**Entries shown**

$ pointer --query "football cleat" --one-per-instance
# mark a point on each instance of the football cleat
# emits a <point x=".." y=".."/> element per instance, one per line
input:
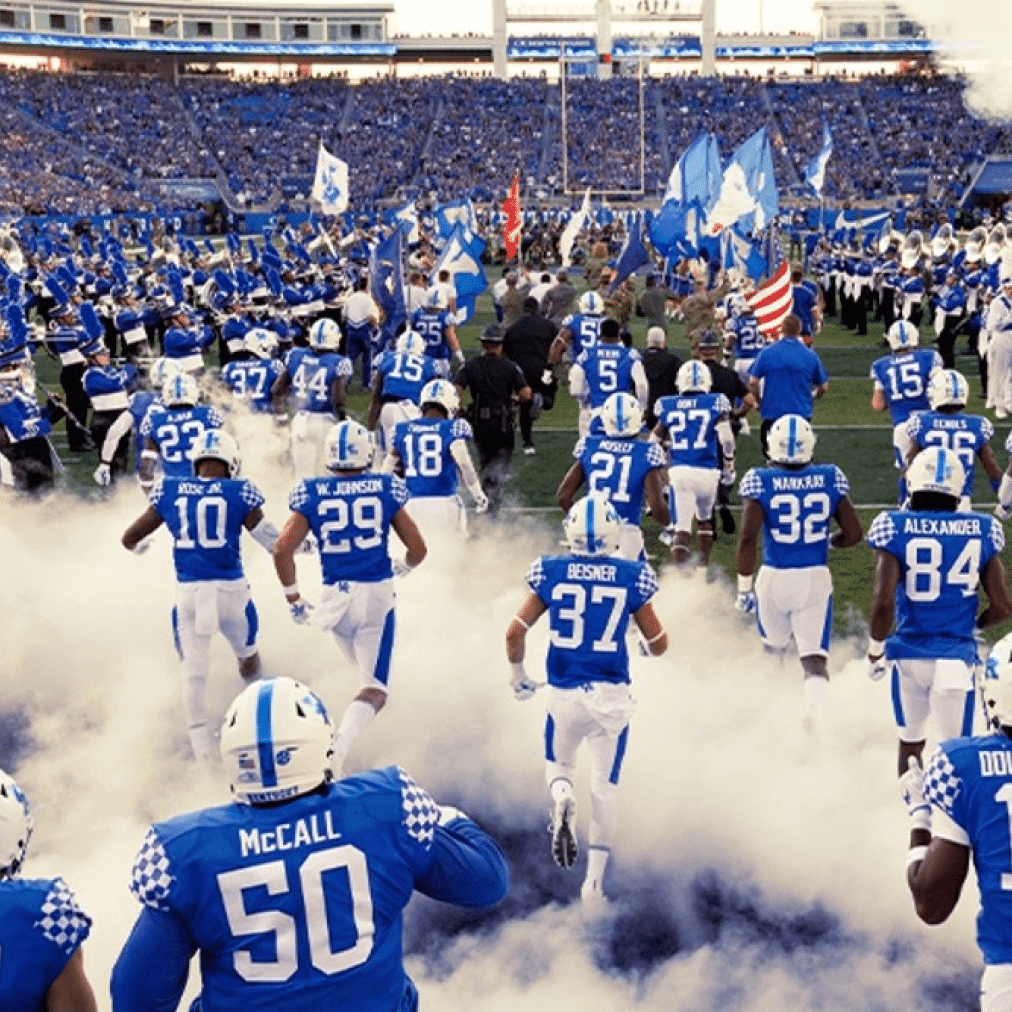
<point x="564" y="849"/>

**Exercise description**
Restate the full listing verbatim and drop every picture.

**Solution to this problem**
$ pointer --query "football cleat" --one-per-instance
# mark a point on each instance of the football cleat
# emits a <point x=".." y=".."/> element per instance, one per line
input:
<point x="564" y="849"/>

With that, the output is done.